(Beginning of Available data)

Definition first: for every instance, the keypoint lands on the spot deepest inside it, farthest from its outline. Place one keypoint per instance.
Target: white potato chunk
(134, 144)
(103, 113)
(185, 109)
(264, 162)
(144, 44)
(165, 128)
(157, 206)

(End of Available data)

Your answer must be the full set of entries, copied exactly.

Definition first: for every instance, the keypoint lands on the spot deepest inside it, farthest from its outline. Place one keypoint per instance.
Target: white potato chunk
(134, 144)
(103, 113)
(185, 109)
(264, 162)
(144, 44)
(165, 128)
(157, 206)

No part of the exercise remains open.